Stephen Farrant, Director of the International Tourism Partnership programme moderated a panel discussion themed ‘Developing tomorrow’s leaders to future proof your business’ on 8 March 2011 at the International Hotel Investment Forum (IHIF) in Berlin.

IHIF is an annual event for the global hotel investment community, and brought together 1,600 investors and key players from 62 countries over three days to discuss trends and best practice in the industry.

The interactive panel session featured James Goodman of Forum for the Future; Harold Goodwin, Director, International Centre for Responsible Tourism at Leeds Metropolitan University; Robb Webb, Chief Human Resources Officer, Hyatt Hotels Corporation; and Jennifer Silberman, VP Corporate Responsibility, Hilton Worldwide. Collective observations centred on a need for the hospitality industry to accept that sustainability is ‘the new reality’, and collaboration, not competition will bring effective solutions.

### TASK INSTRUCTIONS
a – Say whether each statement agrees with the account of the IHIF panel, answering yes or no and quoting the words of the account that decide it. (i) The panel discussion took place in Berlin. (ii) IHIF brought its participants together over five days. (iii) Robb Webb represented Hilton Worldwide on the panel.
b – According to the account of the IHIF panel, how many countries did the investors and key players at IHIF come from?
c – Continue the account of the IHIF panel from where it stops.
The rows play no part in this exercise.

### PROVIDED DATA
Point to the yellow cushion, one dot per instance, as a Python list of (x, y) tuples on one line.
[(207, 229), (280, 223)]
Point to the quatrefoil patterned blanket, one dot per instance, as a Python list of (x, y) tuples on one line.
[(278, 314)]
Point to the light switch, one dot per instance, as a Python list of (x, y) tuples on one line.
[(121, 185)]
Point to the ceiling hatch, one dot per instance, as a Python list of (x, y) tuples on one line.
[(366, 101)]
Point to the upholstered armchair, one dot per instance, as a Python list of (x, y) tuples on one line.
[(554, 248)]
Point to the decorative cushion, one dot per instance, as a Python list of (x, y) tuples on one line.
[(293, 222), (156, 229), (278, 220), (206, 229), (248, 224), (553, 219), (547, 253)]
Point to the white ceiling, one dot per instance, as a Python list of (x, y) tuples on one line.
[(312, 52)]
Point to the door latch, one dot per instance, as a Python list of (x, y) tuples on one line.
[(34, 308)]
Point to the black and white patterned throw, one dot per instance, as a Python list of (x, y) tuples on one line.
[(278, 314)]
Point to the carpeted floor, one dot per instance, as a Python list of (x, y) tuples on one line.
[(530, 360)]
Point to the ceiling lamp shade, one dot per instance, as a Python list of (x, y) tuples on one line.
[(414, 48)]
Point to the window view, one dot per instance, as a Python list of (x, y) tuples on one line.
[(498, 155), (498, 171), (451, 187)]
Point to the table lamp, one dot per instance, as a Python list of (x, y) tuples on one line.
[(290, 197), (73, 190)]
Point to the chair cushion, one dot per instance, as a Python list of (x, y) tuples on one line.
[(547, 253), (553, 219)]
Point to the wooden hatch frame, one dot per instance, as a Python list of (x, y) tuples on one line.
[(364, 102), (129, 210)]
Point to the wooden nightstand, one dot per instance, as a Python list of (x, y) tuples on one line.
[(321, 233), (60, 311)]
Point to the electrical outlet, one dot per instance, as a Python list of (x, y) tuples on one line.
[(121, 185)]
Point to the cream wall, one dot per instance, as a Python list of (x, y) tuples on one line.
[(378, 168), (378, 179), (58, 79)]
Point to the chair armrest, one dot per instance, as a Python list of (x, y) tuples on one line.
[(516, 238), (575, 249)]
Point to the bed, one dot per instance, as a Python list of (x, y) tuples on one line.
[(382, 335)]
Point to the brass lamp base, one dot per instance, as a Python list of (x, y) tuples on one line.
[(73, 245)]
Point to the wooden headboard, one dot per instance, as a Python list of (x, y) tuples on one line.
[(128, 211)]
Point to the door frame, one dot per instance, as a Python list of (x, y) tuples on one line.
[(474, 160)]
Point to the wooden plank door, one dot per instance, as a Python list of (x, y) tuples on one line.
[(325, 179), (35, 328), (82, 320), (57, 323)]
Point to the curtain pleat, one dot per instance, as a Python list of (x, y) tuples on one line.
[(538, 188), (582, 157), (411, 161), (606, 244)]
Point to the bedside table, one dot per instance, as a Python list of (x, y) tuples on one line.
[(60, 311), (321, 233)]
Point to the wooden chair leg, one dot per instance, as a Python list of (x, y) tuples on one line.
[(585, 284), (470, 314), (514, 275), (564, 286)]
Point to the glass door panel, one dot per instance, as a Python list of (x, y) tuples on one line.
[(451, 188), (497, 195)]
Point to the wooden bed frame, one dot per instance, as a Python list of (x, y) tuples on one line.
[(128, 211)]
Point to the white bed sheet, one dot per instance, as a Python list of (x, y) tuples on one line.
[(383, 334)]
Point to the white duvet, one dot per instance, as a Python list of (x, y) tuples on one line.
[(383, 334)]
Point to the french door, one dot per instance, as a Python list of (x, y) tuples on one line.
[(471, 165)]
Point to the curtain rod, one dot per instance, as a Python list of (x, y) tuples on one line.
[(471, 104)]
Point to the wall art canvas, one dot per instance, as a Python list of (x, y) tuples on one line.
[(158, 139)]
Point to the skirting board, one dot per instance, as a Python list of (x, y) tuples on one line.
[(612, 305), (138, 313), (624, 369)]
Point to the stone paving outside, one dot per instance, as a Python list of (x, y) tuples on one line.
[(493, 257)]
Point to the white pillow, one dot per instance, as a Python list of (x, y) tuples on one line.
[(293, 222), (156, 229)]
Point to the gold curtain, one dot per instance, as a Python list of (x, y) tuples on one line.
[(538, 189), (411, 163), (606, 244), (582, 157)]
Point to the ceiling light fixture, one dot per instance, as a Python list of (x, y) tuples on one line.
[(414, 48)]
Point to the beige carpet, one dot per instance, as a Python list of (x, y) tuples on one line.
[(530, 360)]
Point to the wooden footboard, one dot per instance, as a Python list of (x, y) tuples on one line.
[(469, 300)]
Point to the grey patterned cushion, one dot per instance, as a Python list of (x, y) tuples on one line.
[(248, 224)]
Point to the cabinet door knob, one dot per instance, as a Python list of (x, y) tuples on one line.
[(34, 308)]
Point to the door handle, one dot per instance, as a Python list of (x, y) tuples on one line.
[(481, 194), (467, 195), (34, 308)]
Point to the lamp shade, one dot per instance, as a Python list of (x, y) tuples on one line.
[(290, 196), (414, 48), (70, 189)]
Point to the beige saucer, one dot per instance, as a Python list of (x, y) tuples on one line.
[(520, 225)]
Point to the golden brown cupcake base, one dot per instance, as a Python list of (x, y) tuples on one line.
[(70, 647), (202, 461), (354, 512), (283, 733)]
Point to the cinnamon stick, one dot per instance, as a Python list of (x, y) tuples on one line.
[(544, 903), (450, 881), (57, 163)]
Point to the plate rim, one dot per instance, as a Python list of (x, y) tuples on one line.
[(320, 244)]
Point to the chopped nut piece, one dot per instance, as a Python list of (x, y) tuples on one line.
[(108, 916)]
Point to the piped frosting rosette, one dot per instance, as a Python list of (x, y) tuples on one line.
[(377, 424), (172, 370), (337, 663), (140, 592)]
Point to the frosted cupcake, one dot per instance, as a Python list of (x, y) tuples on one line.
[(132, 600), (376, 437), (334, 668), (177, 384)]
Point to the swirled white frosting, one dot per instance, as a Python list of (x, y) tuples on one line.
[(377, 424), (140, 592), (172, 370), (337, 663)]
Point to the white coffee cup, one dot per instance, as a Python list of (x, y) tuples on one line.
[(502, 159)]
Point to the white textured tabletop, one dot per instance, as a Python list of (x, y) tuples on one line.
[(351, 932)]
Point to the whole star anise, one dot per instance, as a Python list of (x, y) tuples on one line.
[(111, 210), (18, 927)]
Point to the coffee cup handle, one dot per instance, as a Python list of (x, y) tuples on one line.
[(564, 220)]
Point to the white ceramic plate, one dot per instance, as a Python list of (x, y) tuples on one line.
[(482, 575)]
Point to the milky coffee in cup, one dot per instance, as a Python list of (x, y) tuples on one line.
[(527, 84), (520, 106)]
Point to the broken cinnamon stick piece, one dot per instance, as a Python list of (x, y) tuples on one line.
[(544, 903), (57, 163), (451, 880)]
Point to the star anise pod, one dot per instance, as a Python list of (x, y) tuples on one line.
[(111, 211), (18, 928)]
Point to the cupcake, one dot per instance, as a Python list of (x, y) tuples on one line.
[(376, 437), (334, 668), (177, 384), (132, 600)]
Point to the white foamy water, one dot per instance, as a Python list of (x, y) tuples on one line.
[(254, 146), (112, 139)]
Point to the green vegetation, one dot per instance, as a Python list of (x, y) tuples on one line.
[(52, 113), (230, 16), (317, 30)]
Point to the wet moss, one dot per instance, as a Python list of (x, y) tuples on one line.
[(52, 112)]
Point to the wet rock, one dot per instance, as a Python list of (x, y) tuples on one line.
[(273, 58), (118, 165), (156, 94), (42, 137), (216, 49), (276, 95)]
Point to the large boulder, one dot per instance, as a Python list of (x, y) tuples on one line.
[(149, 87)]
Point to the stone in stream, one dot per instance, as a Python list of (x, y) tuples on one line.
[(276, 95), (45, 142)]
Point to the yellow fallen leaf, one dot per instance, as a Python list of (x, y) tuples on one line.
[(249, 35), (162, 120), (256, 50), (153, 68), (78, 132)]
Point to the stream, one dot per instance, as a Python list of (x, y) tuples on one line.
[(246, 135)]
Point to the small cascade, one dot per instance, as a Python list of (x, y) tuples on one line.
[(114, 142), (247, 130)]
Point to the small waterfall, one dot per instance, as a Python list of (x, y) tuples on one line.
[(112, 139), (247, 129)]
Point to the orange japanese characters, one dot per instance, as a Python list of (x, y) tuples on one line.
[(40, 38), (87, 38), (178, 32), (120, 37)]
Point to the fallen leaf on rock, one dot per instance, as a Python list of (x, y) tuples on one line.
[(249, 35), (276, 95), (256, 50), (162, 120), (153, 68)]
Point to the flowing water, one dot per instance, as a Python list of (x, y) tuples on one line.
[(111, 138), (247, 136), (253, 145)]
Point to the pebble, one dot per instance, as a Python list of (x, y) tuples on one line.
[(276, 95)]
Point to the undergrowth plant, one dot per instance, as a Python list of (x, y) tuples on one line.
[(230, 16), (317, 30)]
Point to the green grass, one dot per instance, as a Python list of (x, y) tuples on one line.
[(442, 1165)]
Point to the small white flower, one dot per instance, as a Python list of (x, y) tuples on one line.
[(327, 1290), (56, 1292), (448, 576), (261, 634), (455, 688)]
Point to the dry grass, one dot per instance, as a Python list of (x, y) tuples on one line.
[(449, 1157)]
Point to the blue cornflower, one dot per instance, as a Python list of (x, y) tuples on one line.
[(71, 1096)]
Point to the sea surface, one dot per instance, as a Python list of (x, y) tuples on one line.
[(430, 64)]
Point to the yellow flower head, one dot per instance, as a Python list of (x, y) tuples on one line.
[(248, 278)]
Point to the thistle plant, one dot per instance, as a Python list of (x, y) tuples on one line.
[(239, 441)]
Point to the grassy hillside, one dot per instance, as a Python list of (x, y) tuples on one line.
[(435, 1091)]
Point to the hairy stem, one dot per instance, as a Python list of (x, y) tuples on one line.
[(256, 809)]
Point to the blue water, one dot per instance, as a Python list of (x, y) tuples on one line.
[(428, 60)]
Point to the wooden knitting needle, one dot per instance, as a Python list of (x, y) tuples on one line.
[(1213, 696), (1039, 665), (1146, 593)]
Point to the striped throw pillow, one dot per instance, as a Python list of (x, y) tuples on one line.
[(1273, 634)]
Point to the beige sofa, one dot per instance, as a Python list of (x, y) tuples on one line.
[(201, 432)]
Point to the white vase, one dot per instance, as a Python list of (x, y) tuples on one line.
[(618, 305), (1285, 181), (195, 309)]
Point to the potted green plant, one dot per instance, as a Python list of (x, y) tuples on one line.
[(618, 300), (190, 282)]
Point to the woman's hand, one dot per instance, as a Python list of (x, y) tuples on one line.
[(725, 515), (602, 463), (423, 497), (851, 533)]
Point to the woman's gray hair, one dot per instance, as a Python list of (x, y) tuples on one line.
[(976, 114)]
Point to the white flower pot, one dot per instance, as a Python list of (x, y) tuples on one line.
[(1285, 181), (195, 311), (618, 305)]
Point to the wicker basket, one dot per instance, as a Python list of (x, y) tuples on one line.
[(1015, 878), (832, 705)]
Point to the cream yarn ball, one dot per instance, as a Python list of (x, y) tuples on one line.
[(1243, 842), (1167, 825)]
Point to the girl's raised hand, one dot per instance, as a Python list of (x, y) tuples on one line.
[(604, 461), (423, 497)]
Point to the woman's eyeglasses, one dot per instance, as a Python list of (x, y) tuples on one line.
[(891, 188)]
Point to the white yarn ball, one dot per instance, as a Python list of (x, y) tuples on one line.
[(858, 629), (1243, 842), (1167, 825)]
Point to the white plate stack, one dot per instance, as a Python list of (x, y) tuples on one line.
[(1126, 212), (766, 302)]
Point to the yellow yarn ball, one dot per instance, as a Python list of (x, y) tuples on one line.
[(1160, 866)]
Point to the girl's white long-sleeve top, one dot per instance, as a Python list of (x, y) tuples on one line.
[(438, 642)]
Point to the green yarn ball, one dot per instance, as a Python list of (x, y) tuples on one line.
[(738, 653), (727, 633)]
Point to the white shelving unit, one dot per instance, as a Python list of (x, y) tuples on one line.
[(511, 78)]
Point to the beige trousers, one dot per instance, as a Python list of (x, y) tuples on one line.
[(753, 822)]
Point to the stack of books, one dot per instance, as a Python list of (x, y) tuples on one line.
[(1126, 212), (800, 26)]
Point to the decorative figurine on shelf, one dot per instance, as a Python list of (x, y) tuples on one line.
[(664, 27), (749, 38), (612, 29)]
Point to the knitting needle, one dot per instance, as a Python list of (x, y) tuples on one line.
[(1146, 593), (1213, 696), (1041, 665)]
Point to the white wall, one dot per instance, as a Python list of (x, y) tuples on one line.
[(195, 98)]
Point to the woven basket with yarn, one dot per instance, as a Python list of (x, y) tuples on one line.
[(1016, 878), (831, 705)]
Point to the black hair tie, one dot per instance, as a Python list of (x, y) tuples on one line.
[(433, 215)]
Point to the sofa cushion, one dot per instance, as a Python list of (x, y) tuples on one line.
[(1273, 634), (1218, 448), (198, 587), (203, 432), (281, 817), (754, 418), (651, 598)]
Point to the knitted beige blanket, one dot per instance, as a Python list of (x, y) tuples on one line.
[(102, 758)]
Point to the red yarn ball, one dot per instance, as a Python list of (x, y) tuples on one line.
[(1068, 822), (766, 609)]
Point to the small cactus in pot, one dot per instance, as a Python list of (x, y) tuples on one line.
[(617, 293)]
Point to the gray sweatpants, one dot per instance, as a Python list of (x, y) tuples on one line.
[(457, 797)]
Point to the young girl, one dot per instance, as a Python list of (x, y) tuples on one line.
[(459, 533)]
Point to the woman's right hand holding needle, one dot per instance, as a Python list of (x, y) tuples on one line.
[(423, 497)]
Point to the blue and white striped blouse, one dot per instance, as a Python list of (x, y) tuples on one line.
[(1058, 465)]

### TASK-BY-TASK OUTPUTS
a –
(i) Yes: "at the International Hotel Investment Forum (IHIF) in Berlin."
(ii) No: "over three days."
(iii) No: "Robb Webb, Chief Human Resources Officer, Hyatt Hotels Corporation."

b – They came from 62 countries.

c –
Key conclusions from the session included:

• Sustainability should be collaborative not competitive

• Next generation of managers is committed but needs training, skills and leadership

• The hotel industry has the potential to leapfrog other sectors

Robb Webb, Chief Human Resources Officer at Hyatt Hotels Corporation, said that while there may still be some leaders in the hotel business who would benefit from a ‘sustainability retro-fit’, the younger generation of future managers are highly aware and motivated.

“Individuals must be prepared to be role models – it is individuals not companies who make change, and the solutions have to be specific to the local context", commented Professor Harold Goodwin of the International Centre for Responsible Tourism.

Entrants to the industry are keen to acquire hard skills in sustainability, and many are looking for courses that can deliver them. Goodwin highlighted the need for all colleges, hotel schools and universities to keep a strong focus on sustainability in the range of vocational and academic courses they offer.

Communicate success

Hoteliers also need to turn up the volume on the good examples of sustainable operations.

“We need to talk up the success stories in the hospitality industry. We have moved beyond towels in bathrooms, but the perception persists that this is all the industry is doing,” said Stephen Farrant, Director of the International Tourism Partnership.

Jennifer Silberman, VP for Corporate Responsibility at Hilton Worldwide, argued that while the hospitality industry may have arrived rather late to the sustainability party, learning from the mistakes of other industries can allow the hospitality sector to leapfrog to more ambitious goals and achievements.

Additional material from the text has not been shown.